What is needed
Begin with the first line below and retype each line exactly through the line containing "Could you please outline every instance of the ivy-covered". Any pictures are to be left out.

Entries provided

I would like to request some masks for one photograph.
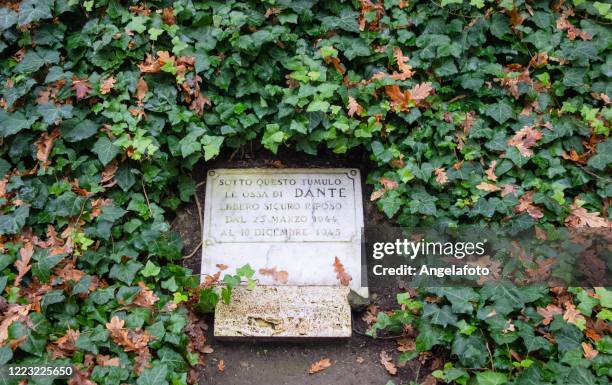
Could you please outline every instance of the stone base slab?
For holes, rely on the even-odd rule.
[[[339,286],[236,287],[215,309],[219,339],[350,338],[349,289]]]

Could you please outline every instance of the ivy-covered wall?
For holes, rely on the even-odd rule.
[[[199,279],[164,215],[223,147],[361,146],[371,199],[401,225],[610,226],[611,22],[585,0],[4,1],[0,365],[185,382],[207,349],[187,343],[202,330],[177,304]],[[531,295],[504,316],[551,301],[566,304]],[[517,326],[526,342],[537,314]],[[600,344],[599,369],[577,365],[604,383],[610,337],[567,327],[564,341]]]

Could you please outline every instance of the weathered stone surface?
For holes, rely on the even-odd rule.
[[[217,338],[348,338],[348,288],[330,286],[244,286],[215,312]]]
[[[263,285],[338,285],[334,258],[361,287],[361,178],[356,169],[210,170],[202,275],[250,264]],[[261,274],[276,269],[286,274]],[[269,271],[269,270],[268,270]]]
[[[259,282],[217,305],[216,337],[350,337],[348,293],[367,297],[358,170],[210,170],[203,219],[202,277],[248,263]],[[348,287],[339,286],[336,257]]]

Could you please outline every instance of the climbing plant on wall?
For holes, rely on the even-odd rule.
[[[3,2],[0,365],[185,383],[208,347],[167,219],[224,147],[360,147],[371,199],[404,226],[609,227],[611,15],[585,0]],[[375,329],[422,315],[417,350],[450,348],[447,382],[607,383],[609,291],[506,289],[402,296]]]

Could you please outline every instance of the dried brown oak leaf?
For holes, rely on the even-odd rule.
[[[355,100],[354,97],[349,96],[348,97],[348,116],[352,118],[353,115],[355,114],[361,115],[362,113],[363,113],[363,107],[361,106],[361,104],[359,104],[357,100]]]
[[[338,257],[334,257],[334,271],[336,272],[336,278],[340,281],[343,286],[348,286],[353,280],[353,277],[349,275],[344,269],[344,265],[340,262]]]
[[[391,358],[386,351],[380,352],[380,363],[385,367],[387,372],[394,376],[397,374],[397,366],[393,363],[393,358]]]
[[[86,98],[91,92],[91,85],[88,79],[78,79],[77,77],[72,78],[72,89],[76,93],[77,100]]]
[[[113,87],[115,87],[115,77],[109,76],[100,83],[100,93],[102,95],[106,95],[112,91]]]
[[[542,133],[535,126],[525,126],[518,130],[512,138],[508,140],[508,146],[516,147],[521,155],[529,157],[533,155],[531,150],[538,140],[542,139]]]
[[[331,360],[329,358],[321,358],[319,361],[310,365],[308,369],[308,374],[315,374],[323,371],[331,366]]]

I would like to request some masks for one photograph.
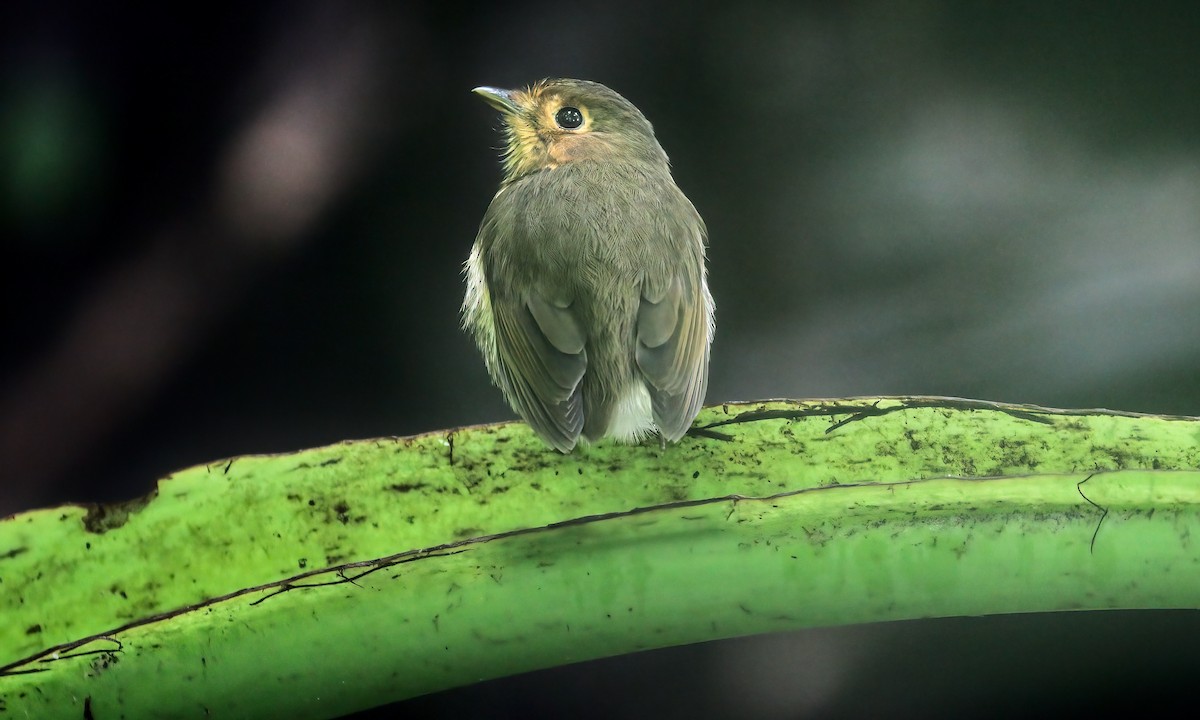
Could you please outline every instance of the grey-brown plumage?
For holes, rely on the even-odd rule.
[[[477,88],[505,121],[505,177],[467,261],[463,324],[547,443],[676,441],[704,400],[706,230],[650,123],[603,85]]]

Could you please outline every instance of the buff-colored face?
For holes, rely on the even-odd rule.
[[[474,92],[503,115],[506,181],[580,160],[666,159],[646,118],[601,85],[543,80],[521,90]]]

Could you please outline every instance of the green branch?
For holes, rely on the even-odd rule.
[[[481,678],[900,618],[1200,607],[1200,420],[945,398],[519,424],[177,473],[0,521],[0,718],[325,718]]]

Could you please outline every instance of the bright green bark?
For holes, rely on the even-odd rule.
[[[1196,419],[928,398],[700,418],[726,421],[571,456],[519,424],[342,443],[185,470],[124,515],[6,519],[0,717],[331,717],[749,633],[1200,607]]]

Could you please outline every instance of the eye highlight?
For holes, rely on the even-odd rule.
[[[554,122],[558,123],[560,128],[574,130],[583,124],[583,113],[579,112],[579,108],[562,107],[554,113]]]

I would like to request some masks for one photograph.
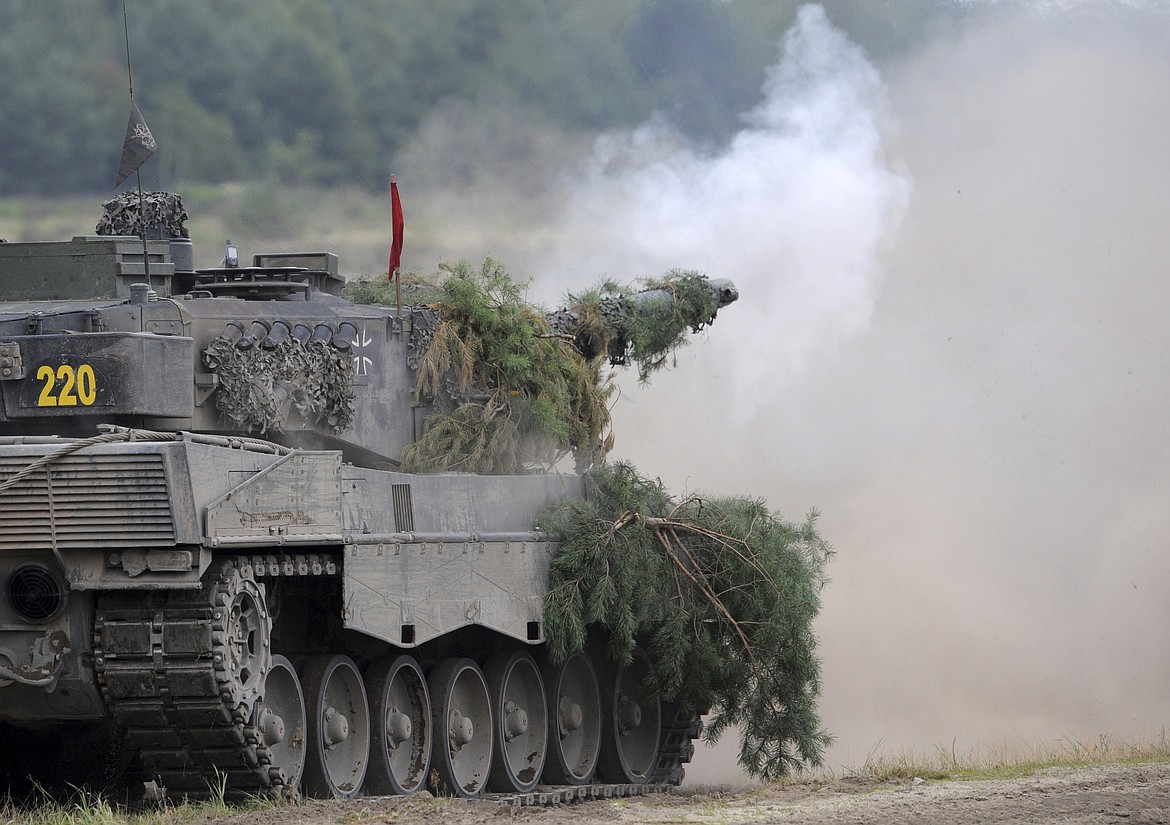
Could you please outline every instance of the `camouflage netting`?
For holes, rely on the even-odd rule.
[[[551,504],[537,522],[563,540],[544,611],[553,658],[604,628],[616,662],[645,645],[664,701],[714,709],[708,740],[740,726],[739,762],[753,776],[819,765],[831,737],[816,710],[812,622],[832,548],[816,513],[794,525],[758,499],[677,502],[622,463],[586,483],[585,500]]]
[[[396,300],[387,282],[351,283],[346,296]],[[718,308],[705,277],[674,270],[639,292],[606,283],[545,313],[490,258],[446,267],[436,283],[407,280],[402,297],[414,310],[416,397],[438,409],[403,455],[408,472],[514,473],[570,453],[592,465],[613,444],[603,360],[636,364],[646,381]]]
[[[353,356],[321,341],[289,337],[274,349],[240,349],[220,335],[203,353],[218,379],[215,404],[235,427],[281,432],[296,409],[340,433],[353,423]]]
[[[122,192],[102,204],[105,214],[97,224],[99,235],[142,237],[143,215],[147,237],[187,238],[183,199],[172,192]],[[152,232],[151,230],[157,230]]]

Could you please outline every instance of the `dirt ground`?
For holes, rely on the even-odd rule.
[[[749,790],[683,790],[520,808],[378,797],[205,818],[198,825],[678,825],[679,823],[1170,823],[1170,764],[1049,768],[1024,779],[877,783],[808,781]]]

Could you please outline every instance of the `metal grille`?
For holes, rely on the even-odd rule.
[[[0,479],[32,460],[0,458]],[[65,456],[0,493],[0,551],[174,543],[158,453]]]
[[[410,500],[409,484],[391,484],[390,495],[394,499],[394,528],[399,533],[414,531],[414,505]]]
[[[39,564],[26,564],[8,577],[8,601],[30,622],[44,622],[65,604],[57,578]]]

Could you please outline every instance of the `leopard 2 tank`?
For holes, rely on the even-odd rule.
[[[0,778],[677,784],[698,716],[645,661],[545,652],[534,515],[582,477],[402,471],[433,313],[344,299],[330,253],[196,271],[165,223],[0,244]]]

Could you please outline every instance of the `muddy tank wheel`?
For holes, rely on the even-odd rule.
[[[304,662],[305,793],[352,799],[361,793],[370,756],[370,709],[357,665],[348,656]]]
[[[370,697],[370,769],[366,793],[421,790],[431,766],[431,697],[410,656],[375,659],[366,668]]]
[[[606,782],[649,782],[658,760],[662,706],[644,684],[650,660],[641,648],[628,665],[611,667],[602,680],[601,754],[597,774]]]
[[[427,687],[435,790],[464,799],[481,796],[492,765],[492,706],[483,671],[471,659],[444,659],[431,671]]]
[[[548,750],[544,681],[525,651],[505,653],[484,667],[492,700],[490,785],[501,793],[528,793],[540,781]]]
[[[268,747],[271,786],[295,796],[305,770],[305,696],[292,662],[284,656],[272,657],[252,727],[257,741]]]
[[[601,748],[601,692],[593,663],[574,653],[563,664],[544,667],[548,691],[549,785],[584,785],[593,779]]]

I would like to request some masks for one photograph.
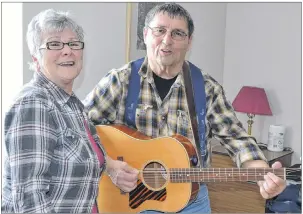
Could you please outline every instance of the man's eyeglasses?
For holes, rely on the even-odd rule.
[[[52,41],[45,43],[45,46],[40,47],[40,49],[48,49],[48,50],[62,50],[64,45],[68,45],[72,50],[81,50],[84,48],[84,42],[80,41],[71,41],[71,42],[58,42]]]
[[[167,29],[164,27],[149,27],[151,29],[152,34],[156,37],[164,36],[167,33]],[[171,31],[171,37],[174,40],[182,41],[187,37],[187,34],[181,30],[175,29]]]

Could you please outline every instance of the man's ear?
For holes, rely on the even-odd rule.
[[[146,44],[145,42],[146,42],[147,30],[148,30],[148,29],[147,29],[146,27],[143,28],[143,39],[144,39],[144,44]]]
[[[191,49],[191,45],[192,45],[192,41],[193,41],[193,35],[191,35],[188,39],[188,47],[187,47],[187,50],[190,50]]]

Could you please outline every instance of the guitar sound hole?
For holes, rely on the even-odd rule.
[[[148,163],[143,169],[142,175],[145,185],[153,190],[163,189],[168,180],[165,167],[158,162]]]

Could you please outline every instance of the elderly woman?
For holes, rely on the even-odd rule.
[[[52,9],[28,25],[35,73],[5,116],[2,212],[97,212],[105,153],[72,91],[82,70],[83,37],[82,27],[67,13]],[[116,168],[128,166],[107,162],[115,184],[132,190],[134,182],[118,182],[115,176]]]

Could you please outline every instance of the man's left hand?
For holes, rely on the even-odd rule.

Result
I would like to request some masks for one photograph.
Could you please outline every instance of the stone base slab?
For holes, rely on the even-odd rule.
[[[339,286],[236,287],[215,309],[219,339],[350,338],[349,289]]]

Could you please outline every instance of the ivy-covered wall?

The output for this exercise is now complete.